■ **Your assignment**
Below are the records; copy out every line that holds the word "zebra".

■ **Records for this exercise**
⟨

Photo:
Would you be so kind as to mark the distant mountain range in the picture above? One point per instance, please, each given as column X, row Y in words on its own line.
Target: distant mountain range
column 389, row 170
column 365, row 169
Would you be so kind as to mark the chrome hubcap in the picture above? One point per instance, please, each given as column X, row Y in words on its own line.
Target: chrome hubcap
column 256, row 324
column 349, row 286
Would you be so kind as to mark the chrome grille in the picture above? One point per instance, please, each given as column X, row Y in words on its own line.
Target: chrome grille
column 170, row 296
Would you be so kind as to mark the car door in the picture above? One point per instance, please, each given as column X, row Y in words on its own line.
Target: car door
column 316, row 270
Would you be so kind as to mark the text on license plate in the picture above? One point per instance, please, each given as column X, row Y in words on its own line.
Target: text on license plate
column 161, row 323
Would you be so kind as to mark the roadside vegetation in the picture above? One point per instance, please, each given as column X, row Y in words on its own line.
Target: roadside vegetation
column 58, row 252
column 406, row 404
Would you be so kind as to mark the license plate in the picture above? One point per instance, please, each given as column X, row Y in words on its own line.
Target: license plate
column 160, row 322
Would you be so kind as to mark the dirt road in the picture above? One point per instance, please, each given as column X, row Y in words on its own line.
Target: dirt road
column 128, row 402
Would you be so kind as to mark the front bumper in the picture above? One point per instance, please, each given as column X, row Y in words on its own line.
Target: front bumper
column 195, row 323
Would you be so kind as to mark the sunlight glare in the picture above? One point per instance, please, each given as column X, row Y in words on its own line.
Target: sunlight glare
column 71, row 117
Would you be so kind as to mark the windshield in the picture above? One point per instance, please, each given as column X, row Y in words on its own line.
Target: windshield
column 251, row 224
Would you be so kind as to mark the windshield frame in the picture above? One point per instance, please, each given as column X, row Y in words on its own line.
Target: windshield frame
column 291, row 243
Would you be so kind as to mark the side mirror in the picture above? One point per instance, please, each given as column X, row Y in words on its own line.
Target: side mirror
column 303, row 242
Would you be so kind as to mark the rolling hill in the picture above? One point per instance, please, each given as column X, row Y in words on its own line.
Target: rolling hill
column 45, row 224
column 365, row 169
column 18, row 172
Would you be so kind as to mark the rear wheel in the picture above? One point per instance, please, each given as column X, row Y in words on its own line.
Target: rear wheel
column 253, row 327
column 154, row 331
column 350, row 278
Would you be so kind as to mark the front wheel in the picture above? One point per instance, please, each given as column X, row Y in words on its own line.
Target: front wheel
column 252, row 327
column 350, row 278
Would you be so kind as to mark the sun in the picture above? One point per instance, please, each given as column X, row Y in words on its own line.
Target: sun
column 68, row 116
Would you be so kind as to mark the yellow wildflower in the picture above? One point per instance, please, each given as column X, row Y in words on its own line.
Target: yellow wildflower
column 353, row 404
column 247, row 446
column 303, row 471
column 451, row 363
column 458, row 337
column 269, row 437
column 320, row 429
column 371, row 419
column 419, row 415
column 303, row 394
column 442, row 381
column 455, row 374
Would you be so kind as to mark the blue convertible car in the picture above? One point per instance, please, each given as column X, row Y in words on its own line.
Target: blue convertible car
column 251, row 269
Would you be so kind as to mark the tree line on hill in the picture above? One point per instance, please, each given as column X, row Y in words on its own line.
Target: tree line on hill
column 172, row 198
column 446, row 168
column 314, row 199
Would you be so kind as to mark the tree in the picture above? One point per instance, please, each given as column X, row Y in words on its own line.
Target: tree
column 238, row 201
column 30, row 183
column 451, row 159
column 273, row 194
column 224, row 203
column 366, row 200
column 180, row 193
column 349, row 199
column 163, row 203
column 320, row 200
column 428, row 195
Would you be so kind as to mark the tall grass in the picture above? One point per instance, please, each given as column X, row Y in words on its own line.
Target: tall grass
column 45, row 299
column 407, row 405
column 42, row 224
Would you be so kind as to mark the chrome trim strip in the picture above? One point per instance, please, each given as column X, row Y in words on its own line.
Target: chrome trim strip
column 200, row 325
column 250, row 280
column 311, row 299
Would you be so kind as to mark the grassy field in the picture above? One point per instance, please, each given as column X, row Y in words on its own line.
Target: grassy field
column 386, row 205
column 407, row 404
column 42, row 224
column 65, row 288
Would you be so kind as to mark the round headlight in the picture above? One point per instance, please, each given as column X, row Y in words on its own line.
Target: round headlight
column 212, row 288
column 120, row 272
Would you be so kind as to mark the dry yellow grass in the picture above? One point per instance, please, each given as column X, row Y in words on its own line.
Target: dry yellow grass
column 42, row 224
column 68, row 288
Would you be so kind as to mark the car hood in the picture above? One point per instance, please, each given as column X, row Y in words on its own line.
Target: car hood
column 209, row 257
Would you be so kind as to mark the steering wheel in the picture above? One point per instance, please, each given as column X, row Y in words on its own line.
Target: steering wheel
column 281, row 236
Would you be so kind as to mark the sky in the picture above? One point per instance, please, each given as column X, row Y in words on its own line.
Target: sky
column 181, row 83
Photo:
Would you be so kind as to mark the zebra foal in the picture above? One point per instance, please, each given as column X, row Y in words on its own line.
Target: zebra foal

⟩

■ **Answer for the task**
Would you be so kind as to mark the zebra foal in the picture above? One point per instance, please, each given as column X, row Y in words on its own line.
Target: zebra foal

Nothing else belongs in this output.